__SUPPLIED MATERIAL__
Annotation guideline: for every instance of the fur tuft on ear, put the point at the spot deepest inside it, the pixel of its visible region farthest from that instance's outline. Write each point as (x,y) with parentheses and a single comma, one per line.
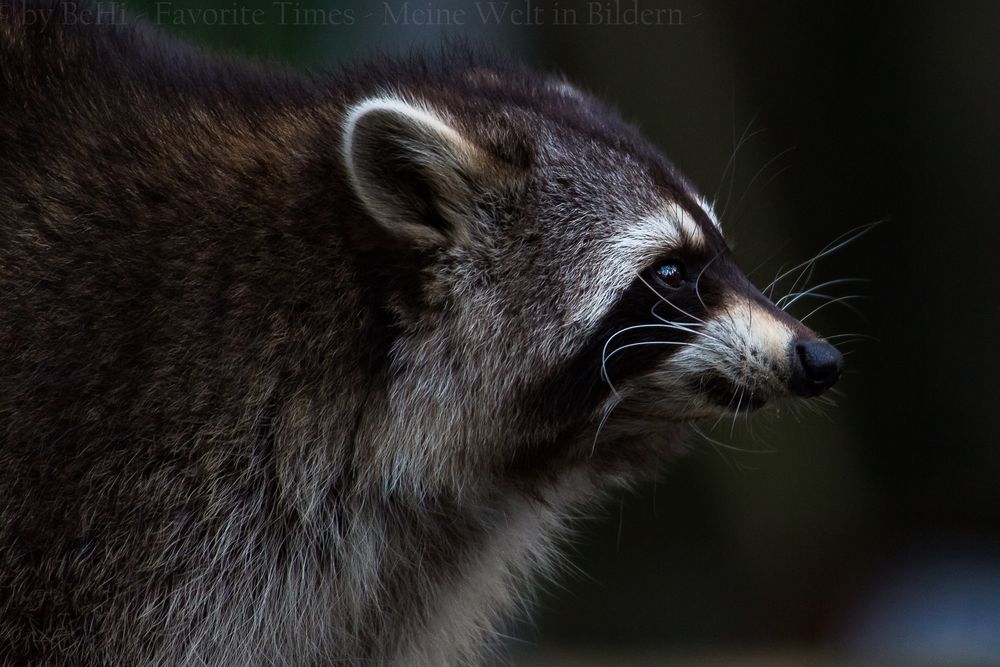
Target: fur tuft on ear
(415,174)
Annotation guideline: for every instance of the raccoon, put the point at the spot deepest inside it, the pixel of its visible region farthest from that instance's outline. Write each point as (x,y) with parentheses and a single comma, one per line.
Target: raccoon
(301,370)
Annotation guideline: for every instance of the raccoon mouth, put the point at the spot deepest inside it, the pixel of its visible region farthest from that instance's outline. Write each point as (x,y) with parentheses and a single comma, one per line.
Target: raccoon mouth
(732,395)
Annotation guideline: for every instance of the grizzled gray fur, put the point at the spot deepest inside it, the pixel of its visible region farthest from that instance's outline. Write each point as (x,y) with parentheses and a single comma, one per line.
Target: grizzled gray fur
(313,370)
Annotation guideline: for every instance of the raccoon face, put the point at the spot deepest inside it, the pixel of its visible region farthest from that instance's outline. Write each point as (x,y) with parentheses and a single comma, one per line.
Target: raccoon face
(563,265)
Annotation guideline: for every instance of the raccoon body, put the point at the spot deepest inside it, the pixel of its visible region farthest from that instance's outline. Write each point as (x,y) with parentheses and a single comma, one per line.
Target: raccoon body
(313,370)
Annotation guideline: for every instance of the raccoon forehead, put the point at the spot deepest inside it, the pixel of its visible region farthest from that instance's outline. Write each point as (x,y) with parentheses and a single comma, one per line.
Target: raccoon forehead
(669,227)
(641,241)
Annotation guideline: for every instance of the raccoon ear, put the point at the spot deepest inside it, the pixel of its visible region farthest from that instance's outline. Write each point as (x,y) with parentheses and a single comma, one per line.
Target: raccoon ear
(415,174)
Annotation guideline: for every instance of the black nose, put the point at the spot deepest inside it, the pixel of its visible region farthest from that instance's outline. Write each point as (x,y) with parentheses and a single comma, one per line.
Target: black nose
(816,365)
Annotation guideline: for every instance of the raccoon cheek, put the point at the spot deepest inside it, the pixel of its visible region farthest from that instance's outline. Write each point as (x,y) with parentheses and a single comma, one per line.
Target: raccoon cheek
(414,174)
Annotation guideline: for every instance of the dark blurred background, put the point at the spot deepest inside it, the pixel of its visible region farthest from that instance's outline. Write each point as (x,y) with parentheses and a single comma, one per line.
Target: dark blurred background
(868,533)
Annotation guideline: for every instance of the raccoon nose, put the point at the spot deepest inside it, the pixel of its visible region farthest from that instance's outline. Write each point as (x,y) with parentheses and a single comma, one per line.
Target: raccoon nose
(816,365)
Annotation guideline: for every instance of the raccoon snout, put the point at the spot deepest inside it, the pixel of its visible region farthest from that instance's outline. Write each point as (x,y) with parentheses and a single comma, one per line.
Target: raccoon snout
(816,365)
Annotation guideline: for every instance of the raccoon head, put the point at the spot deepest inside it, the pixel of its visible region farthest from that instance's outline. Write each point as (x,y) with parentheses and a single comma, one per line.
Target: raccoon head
(544,264)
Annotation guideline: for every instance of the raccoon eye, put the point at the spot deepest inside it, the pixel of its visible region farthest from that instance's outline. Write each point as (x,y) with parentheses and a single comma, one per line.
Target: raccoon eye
(670,274)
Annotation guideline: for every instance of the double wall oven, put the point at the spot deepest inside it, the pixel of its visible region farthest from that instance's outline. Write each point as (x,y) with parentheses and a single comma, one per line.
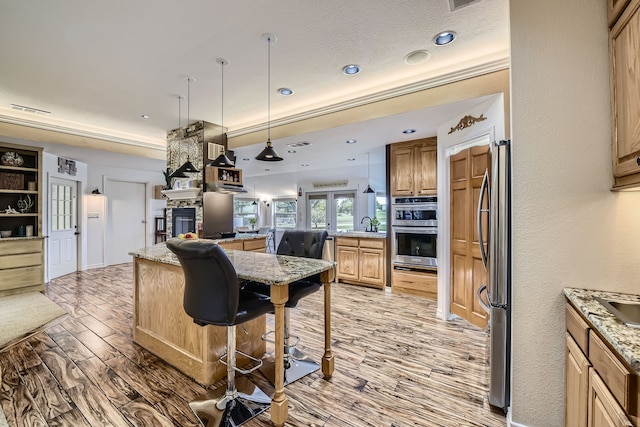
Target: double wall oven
(414,226)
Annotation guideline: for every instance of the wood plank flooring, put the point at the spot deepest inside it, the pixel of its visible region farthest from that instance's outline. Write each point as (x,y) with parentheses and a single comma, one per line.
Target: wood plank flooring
(396,365)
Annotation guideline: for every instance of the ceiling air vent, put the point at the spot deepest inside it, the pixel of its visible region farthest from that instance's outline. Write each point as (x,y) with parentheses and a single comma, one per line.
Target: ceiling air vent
(459,4)
(338,183)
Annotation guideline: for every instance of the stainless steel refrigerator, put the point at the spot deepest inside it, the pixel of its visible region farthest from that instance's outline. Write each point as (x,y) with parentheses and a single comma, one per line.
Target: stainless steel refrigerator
(495,296)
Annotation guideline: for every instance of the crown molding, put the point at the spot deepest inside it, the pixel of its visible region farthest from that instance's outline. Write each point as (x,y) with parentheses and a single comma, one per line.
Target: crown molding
(486,68)
(78,132)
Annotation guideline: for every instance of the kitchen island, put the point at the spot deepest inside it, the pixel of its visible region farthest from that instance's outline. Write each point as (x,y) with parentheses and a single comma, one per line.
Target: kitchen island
(162,326)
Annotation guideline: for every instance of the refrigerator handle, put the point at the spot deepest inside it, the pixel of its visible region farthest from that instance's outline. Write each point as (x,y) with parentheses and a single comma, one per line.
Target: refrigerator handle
(483,289)
(483,192)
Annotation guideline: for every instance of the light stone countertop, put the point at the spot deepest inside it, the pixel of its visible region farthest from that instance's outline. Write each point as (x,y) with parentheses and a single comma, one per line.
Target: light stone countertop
(256,266)
(360,234)
(624,339)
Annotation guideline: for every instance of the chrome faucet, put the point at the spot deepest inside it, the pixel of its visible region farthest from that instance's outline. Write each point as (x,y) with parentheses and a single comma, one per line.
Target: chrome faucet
(366,228)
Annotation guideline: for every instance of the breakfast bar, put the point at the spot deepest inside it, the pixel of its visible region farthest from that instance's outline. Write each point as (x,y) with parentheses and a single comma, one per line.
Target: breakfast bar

__THE REQUEST__
Leave out the pictures and restate everything else word for word.

__RESPONSE__
Annotation guideline: for every instance of the fur tuft on ear, put the point at the spot deepest inside it, the pixel of its visible region farthest from that instance's outline. Write each point as (x,y) with parentheses and a single comma, one per line.
Target: fur tuft on ear
(415,174)
Annotation guideline: for every instance of the raccoon, put the point at the spot deepest inside it, the pixel of its visible region farthest from that instance's outline. Write each point as (x,y) with parentheses and a single comma, one per line.
Target: raccoon
(301,370)
Annotation guideline: for every instance of the raccoon mouth, put the point at the spot deepest inside it, the pixel of its visible region farthest from that instance's outline. Write each point as (x,y) with parentheses and a single comma, one per line.
Target: raccoon mouth
(732,395)
Annotation guideline: for every instance of the grizzled gray fur, put the point at the spot deepest inside it, the pixel of its visible region farthest from that instance's outline. Write each point as (x,y) with parentheses and a single comma, one per line.
Target: grizzled gray fur
(313,370)
Annotation guideline: for every instance of the raccoon face, put the point at the spot deepest inside it, the pixel of its visible region farthest from that instance's outline. Write each point as (x,y) with parentheses and a single comma, one per line.
Target: raccoon face
(563,265)
Annotation guideline: for every instance of the raccoon body, put the point at the spot deepest inside it, the pixel of its visible region farthest from that instance's outline. Write each point as (x,y) with parentheses and a single comma, one per line.
Target: raccoon body
(313,370)
Annotation guideline: for every instance of the raccoon forehead, put the point at the spot deepest inside it, the pixel of its visible region farthest from that instance's outline. Write each point as (x,y) with parentheses and a single comma, one per line.
Target: raccoon forehead
(669,227)
(641,241)
Annotation guideline: for every instance of the raccoon ear, put the point at the spot deepest inside it, the pixel of its visible region farthest from that instance's outline. Write each point as (x,y) with parentheses and a single comma, one per line.
Target: raccoon ear
(415,174)
Annotation guideline: for every instance of the black nose, put the point at the spot deepest inside it, the pixel of its visible region farthest from that instance's outline. Write each point as (x,y) with parentheses and a single comma, one per line.
Target: black nose
(816,365)
Annotation guideline: for every instance of the raccoon cheek, put the point at the spot deepest inside it, the pixel of its visible region farthest from that instance's outline. Write each point as (x,y) with parentheses and a single comma, one per line.
Target: raccoon cheek
(414,174)
Annotation guideline: for every instance of the dark blurred background, put the point at the spot deepest inside it, the pixel of its visible region farthest from that instance's outline. Write each point as (x,y) with parentheses and a single comma, one per line.
Target: dark blurred background
(868,533)
Annotation guideline: for every instance of the raccoon nose, put the point at the spot deepest inside it, the pixel of its visible region farthest from that instance's outline. Write each point as (x,y) with parentheses and a single comma, one per line.
Target: raccoon nose
(816,365)
Annotation guideline: for every instance of the raccoon snout, put the point at the spot deepest inside it, the pixel of its visible region farthest from that instance's outline. Write each point as (x,y) with parentheses and a single comma, one per line.
Target: raccoon snout
(816,365)
Annotation guideline: for every instance of the raccoon head, put the point at the spot deepest inside it, the pixel of its visible region farthest from that instance's outline. Write each point as (x,y) with parentheses and a single comma, one per line.
Target: raccoon head
(544,264)
Annotation guideline: for every instance of the raccoon eye, put the point at the spot deepest inside it, the pixel of its visible region farthest from that instance's outline. Write each point as (x,y) with parentheses and a single comma, one per line.
Target: raccoon eye
(670,274)
Annotation guideline: for every instance of the double wall oven, put the point at the spot deepest inside it, the pixel of its visible region farthest from that instance's outline. Write each point as (x,y) with parentheses and a single comma, one per line.
Target: double wall oven
(414,226)
Annotation guideline: for every instance of the wood plank flooring, put the point at the spot deepest inside it, the pixel of its visible region farthest from that instance's outline. Write each point as (x,y) with parentheses and a single comma, one per line.
Target: wood plank flooring
(396,365)
Annotation guideline: for every instance of the ceiling air vent, put the point at the spot deepest inside it, the pixel of its visible region farthest from that instance's outline. Write each point as (x,y) with parentheses and a single comma, one per line.
Target: ceiling air vent
(459,4)
(338,183)
Annotation guideline: for every instance of the stainless steel refrigerator, put the point at the spot deepest inside it, the pixel of its visible region farthest from that instance's outline. Write each point as (x,y) with parentheses and a single comma, one per line.
Target: stainless steel refrigerator
(495,296)
Annotation guideline: for every instance of the crown molding, put the point at the spot deepest inside it, the pixel of its visible region farthest from that instance's outline. Write each point as (x,y) with parentheses and a single comma, one per line.
Target: crown molding
(486,68)
(78,132)
Annotation guideline: for every instance of the kitchen island, put the point at the spot deepest inside it, the pixel of its visible region farthest from that instance's outline. Write each point as (x,y) with parentheses and a single comma, one per line.
Target: kitchen island
(162,326)
Annotation guideline: for every instance of the refrigerator handle, put the point at the spot deepest inside it, the pixel of its visible region farthest from that instance's outline. Write each point as (x,y) with parentheses and a single comma, one per line.
Target: refrigerator handle
(483,289)
(483,192)
Annotation guideline: for every instance of the light stone countertop, put the point at the spot deepest inside it, the pixel of its visible region farthest from that instance's outline. Write each point as (x,y) with parentheses and a single comma, one per line.
Target: light stone countertop
(256,266)
(360,234)
(624,339)
Annotation guideline: for every instance of the chrome faucet, put the point at the spot deepest inside it, the pixel of its visible region farthest from that instance's outline. Write each point as (x,y) with parentheses and a single comma, one per line.
Target: chrome faucet
(366,228)
Annotation guideline: for every instance of the breakfast bar, put the point at the spot deepest inside it, the pixel of its visible region farthest from that instance's outline. Write each point as (x,y) with parentheses and a single comma, one per line.
Target: breakfast bar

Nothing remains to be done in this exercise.